■ THE TASK: For each line below that holds the string "rocky", add one to a tally; report that tally alone.

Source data
####################

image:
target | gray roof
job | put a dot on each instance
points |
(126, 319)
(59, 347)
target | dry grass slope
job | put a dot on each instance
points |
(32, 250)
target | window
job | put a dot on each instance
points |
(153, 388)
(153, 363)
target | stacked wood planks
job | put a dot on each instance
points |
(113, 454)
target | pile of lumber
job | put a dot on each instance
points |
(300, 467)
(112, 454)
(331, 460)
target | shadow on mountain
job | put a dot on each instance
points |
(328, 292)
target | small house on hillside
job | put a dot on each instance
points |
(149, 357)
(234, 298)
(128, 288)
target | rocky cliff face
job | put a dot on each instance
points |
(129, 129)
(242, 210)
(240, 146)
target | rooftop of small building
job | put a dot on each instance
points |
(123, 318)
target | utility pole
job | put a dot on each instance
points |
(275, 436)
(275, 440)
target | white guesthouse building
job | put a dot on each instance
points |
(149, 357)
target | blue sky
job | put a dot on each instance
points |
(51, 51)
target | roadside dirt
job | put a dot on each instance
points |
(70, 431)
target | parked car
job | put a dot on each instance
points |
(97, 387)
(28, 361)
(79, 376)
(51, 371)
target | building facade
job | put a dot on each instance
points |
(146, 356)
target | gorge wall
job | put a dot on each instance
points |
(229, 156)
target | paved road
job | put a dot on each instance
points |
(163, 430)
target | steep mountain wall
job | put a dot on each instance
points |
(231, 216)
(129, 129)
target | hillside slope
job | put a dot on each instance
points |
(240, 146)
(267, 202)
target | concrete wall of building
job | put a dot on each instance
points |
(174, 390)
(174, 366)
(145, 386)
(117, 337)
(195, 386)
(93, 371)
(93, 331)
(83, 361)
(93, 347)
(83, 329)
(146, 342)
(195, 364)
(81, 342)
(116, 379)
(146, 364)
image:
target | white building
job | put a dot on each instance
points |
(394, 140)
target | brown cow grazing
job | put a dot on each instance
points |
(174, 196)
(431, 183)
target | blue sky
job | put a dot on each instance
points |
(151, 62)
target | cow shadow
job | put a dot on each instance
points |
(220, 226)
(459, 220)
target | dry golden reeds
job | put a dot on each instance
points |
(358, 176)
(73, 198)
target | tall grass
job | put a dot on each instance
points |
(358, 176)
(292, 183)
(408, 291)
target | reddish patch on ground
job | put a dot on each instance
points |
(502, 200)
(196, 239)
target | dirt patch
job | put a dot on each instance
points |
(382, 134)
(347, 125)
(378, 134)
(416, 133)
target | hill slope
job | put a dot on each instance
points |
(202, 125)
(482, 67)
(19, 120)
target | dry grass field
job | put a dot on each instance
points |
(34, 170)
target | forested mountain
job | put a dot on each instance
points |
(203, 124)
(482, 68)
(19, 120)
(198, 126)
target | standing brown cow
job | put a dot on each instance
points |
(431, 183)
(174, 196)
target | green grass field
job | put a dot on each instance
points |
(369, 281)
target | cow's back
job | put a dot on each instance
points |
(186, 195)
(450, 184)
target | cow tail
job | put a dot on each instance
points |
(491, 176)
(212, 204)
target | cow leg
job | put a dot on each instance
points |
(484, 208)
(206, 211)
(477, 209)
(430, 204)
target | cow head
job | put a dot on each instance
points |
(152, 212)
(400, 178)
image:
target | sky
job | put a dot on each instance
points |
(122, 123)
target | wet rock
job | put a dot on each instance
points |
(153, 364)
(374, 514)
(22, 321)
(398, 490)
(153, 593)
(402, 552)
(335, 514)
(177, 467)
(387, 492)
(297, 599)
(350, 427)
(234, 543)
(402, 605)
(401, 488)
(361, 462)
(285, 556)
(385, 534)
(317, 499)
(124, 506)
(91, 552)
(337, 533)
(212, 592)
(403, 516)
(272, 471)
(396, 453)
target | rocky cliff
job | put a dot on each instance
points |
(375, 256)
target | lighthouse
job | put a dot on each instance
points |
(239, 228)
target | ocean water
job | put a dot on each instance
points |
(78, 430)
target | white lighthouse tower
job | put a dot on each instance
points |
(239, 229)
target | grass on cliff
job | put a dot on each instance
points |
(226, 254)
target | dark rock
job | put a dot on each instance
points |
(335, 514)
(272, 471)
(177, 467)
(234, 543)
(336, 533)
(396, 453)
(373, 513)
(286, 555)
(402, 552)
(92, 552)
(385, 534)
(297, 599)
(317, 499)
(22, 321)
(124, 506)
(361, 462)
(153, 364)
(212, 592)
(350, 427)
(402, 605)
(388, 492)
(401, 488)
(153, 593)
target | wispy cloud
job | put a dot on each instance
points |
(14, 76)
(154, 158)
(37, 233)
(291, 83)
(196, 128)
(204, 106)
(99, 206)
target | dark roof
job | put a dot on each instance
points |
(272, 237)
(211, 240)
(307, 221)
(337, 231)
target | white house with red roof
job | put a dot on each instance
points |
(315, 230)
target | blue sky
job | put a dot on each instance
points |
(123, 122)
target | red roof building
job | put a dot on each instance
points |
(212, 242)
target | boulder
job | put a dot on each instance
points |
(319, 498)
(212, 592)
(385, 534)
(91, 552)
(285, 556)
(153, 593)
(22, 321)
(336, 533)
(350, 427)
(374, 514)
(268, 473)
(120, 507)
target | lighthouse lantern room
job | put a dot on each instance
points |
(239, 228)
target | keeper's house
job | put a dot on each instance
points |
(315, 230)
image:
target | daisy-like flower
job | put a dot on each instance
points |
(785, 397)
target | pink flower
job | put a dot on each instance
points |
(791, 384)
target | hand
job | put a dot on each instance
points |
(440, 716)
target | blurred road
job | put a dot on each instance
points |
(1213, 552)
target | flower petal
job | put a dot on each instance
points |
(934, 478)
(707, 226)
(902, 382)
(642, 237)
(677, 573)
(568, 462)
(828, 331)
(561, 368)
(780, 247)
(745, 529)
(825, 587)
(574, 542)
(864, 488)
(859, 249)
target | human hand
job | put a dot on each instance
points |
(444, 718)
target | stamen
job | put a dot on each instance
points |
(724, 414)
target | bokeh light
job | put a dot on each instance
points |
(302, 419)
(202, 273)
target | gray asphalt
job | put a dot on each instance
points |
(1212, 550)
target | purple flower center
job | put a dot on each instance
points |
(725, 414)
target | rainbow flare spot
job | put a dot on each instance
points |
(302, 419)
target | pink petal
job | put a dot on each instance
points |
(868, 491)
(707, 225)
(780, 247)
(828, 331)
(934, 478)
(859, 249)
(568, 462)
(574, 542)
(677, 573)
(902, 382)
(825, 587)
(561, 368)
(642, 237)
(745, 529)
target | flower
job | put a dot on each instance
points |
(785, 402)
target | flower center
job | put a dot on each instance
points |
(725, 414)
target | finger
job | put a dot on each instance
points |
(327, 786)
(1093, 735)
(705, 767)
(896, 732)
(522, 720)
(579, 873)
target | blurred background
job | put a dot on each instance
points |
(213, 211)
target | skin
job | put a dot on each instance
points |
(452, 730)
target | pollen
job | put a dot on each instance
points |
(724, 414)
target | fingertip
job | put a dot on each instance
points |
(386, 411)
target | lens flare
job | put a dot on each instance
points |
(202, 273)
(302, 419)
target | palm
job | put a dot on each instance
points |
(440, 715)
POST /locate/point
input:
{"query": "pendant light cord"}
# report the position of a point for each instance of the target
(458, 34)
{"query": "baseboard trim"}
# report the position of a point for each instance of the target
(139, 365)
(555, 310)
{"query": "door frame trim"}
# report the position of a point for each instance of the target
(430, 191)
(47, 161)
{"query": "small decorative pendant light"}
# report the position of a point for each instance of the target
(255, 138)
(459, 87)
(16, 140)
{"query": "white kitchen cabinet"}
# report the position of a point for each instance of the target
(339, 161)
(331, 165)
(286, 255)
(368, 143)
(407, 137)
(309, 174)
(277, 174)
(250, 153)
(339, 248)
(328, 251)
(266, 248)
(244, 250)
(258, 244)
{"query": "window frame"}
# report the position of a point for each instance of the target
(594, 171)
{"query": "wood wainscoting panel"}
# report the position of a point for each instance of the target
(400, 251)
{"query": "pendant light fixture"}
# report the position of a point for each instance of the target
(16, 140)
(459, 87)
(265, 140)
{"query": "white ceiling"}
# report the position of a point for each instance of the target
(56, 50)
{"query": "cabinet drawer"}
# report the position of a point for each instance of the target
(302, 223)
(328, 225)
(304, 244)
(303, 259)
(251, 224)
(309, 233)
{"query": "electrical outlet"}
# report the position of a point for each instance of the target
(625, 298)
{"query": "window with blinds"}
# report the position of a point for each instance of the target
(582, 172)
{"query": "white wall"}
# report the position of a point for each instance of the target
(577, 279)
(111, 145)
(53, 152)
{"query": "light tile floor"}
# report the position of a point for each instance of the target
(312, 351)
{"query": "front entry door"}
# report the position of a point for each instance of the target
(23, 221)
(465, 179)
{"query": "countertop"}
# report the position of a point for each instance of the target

####################

■ RESULT OF THIS TASK: 2